* _Data entries_:
════════
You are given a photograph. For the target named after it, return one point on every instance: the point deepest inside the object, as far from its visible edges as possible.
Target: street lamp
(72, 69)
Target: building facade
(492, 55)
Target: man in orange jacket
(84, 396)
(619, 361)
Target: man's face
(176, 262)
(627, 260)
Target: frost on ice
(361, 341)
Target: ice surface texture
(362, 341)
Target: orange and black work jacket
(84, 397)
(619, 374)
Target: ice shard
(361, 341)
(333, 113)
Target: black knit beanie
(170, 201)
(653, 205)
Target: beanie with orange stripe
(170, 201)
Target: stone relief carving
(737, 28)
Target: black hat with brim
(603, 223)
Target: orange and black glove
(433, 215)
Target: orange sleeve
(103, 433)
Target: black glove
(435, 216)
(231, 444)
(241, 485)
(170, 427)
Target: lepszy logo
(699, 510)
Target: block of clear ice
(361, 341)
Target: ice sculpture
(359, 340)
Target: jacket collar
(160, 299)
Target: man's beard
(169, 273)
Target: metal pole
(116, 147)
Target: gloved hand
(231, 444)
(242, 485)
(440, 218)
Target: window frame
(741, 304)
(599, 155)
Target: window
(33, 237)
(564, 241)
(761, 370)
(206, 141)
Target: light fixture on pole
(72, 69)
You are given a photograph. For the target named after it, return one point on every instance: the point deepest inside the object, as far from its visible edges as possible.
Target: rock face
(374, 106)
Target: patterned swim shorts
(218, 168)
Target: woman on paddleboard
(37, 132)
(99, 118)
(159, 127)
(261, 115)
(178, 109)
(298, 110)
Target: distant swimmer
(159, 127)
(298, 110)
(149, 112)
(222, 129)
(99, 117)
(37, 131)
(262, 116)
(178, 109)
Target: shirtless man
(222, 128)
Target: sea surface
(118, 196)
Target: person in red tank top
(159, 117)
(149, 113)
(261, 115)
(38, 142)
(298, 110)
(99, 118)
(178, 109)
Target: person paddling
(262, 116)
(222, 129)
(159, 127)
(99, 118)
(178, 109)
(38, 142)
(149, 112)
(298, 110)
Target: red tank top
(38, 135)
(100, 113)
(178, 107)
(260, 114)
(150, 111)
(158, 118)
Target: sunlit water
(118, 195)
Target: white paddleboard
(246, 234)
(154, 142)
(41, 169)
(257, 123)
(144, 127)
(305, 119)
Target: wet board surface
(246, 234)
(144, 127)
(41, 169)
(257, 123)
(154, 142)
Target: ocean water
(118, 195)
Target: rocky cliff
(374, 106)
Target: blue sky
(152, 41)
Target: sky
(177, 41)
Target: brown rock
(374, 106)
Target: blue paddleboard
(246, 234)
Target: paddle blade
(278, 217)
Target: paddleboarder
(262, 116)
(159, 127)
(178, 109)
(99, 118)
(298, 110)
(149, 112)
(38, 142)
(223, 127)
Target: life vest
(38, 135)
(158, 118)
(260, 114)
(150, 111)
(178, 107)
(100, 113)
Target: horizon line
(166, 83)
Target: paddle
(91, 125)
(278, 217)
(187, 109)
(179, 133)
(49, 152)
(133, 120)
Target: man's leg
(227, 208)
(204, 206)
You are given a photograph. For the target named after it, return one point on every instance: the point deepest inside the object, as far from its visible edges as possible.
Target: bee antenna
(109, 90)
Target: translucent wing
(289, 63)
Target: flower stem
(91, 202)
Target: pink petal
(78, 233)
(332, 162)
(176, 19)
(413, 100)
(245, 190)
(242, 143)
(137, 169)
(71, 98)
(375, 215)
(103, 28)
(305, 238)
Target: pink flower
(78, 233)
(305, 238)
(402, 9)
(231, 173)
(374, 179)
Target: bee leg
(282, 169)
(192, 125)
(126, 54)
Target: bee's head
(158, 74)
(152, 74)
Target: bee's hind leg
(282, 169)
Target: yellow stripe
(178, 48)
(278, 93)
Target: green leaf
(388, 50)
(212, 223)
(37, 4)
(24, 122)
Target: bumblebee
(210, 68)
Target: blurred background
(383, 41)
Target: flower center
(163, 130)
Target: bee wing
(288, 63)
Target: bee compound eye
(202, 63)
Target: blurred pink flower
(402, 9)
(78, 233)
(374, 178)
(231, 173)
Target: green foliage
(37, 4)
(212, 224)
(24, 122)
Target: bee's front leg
════════
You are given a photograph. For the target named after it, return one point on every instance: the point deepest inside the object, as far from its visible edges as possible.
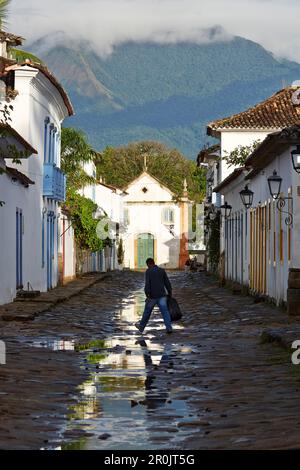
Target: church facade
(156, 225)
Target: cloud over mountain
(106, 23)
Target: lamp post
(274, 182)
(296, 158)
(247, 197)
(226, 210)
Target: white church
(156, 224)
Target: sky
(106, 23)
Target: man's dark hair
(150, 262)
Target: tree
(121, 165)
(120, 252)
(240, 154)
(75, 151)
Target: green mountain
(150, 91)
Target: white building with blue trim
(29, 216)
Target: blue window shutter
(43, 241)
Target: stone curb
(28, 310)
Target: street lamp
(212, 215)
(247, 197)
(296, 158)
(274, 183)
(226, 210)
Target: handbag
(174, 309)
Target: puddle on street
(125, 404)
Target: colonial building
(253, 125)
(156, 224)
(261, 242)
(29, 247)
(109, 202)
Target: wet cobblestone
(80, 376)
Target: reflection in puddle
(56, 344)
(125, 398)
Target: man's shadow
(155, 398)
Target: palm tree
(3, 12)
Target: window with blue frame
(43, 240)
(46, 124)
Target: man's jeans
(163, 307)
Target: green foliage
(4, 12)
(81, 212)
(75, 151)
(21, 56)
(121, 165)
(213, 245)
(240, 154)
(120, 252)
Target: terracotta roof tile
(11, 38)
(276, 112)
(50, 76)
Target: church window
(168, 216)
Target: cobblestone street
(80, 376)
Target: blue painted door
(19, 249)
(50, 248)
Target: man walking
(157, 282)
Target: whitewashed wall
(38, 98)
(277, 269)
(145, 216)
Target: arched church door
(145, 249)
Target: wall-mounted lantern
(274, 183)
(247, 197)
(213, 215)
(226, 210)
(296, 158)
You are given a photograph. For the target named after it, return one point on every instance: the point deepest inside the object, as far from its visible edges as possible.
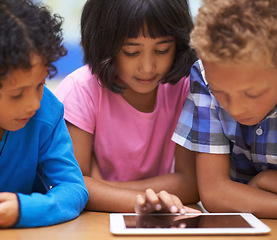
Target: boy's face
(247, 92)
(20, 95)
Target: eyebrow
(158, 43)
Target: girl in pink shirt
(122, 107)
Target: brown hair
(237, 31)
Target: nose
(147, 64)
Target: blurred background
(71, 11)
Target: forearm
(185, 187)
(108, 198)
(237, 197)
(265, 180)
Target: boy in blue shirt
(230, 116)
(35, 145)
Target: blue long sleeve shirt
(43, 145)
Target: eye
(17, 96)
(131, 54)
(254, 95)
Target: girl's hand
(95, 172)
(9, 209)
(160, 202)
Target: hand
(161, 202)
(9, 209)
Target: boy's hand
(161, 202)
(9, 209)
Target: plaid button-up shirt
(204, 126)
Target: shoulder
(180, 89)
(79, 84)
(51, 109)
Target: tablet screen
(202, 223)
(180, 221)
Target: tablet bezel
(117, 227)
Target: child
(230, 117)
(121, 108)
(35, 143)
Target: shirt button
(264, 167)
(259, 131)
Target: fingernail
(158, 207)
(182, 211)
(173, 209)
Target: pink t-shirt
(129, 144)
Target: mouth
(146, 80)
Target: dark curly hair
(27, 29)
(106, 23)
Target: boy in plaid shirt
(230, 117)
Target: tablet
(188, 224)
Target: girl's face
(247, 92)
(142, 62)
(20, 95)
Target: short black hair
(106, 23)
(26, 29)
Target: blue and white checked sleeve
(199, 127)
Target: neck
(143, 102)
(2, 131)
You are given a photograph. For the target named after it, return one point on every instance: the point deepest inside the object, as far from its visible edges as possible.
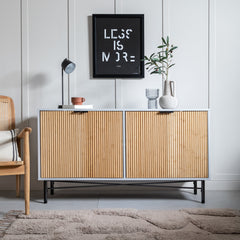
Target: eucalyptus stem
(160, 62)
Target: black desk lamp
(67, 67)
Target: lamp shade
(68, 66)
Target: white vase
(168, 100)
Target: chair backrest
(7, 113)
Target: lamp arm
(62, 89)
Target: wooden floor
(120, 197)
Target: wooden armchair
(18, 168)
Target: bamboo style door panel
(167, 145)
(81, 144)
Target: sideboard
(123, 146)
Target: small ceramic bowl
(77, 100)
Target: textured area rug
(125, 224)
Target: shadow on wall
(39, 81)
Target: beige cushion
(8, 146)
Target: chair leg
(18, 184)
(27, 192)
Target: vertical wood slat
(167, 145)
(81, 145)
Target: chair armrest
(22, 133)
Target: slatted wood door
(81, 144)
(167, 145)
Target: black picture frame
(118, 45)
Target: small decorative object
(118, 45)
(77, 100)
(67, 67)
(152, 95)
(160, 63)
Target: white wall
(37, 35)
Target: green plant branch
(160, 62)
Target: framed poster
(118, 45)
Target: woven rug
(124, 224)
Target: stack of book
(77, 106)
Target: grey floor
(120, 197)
════════
* _Work required_: Your task is to retype the entries verbatim, starting with the line that holds "Target: bee wing" and stopping after the line that holds "Target: bee's front leg".

* _Answer space_:
Target: bee wing
(288, 63)
Target: bee compound eye
(202, 63)
Target: blurred pink flower
(402, 9)
(78, 233)
(374, 178)
(231, 173)
Target: green foliage
(37, 4)
(212, 224)
(24, 122)
Target: bee's front leg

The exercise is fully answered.